* **Excerpted text**

Erik Naggum's review of DSSSL (DIS)


Article: 6913 of comp.text.sgml
Newsgroups: comp.text.sgml
Date: 05 Dec 1994 23:07:38 UT
From: Erik Naggum <>
Organization: Naggum Software; +47 2295 0313
Message-ID: <>
Subject: DSSSL
[this copy selected from comp.text.sgml Digest 5/6] 


I have read the DSSSL spec.  I think I understand DSSSL.  I like DSSSL.

DSSSL is a fundamental standard, in the sense that you can build on it, and
in the sense that you have to build on it.  DSSSL is a standard that you
are supposed to work with.  it solves no problems on its own, but it makes
solving problems a task I think the right kind of people will enjoy.  it's
systematic in its approach.  it appears to be complete.

this is not a review -- I won't be able to write that until after the
voting officially closes 1994-12-25, although I have heard unofficial
statements to the effect that it will close on 1995-01-25.

* **Given material**
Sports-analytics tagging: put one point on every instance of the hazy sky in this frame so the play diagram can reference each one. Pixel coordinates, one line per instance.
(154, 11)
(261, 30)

* **Brief 1**
For each statement about the DSSSL post, answer yes or no and quote the words of the post that decide it.
(a) The author states that DSSSL solves problems on its own.
(b) The post gives 1994-12-25 as the official close of voting.
(c) The post appeared in the newsgroup comp.text.sgml.
* **Brief 2**
Using the DSSSL post, answer these questions.
(a) What is the article number?
(b) What organization does the header name?
(c) What closing date do the unofficial statements give for the voting?
* **Brief 3**
Update the part of the DSSSL post that begins at the words "Erik Naggum's review" and stops after "I like DSSSL.", replacing "spec" with "specification".

* **Written response 1**
(a) No: "it solves no problems on its own"
(b) Yes: "the voting officially closes 1994-12-25"
(c) Yes: "Newsgroups: comp.text.sgml"

* **Written response 2**
(a) 6913
(b) Naggum Software
(c) 1995-01-25

* **Written response 3**
Erik Naggum's review of DSSSL (DIS)


Article: 6913 of comp.text.sgml
Newsgroups: comp.text.sgml
Date: 05 Dec 1994 23:07:38 UT
From: Erik Naggum <>
Organization: Naggum Software; +47 2295 0313
Message-ID: <>
Subject: DSSSL
[this copy selected from comp.text.sgml Digest 5/6] 


I have read the DSSSL specification.  I think I understand DSSSL.  I like DSSSL.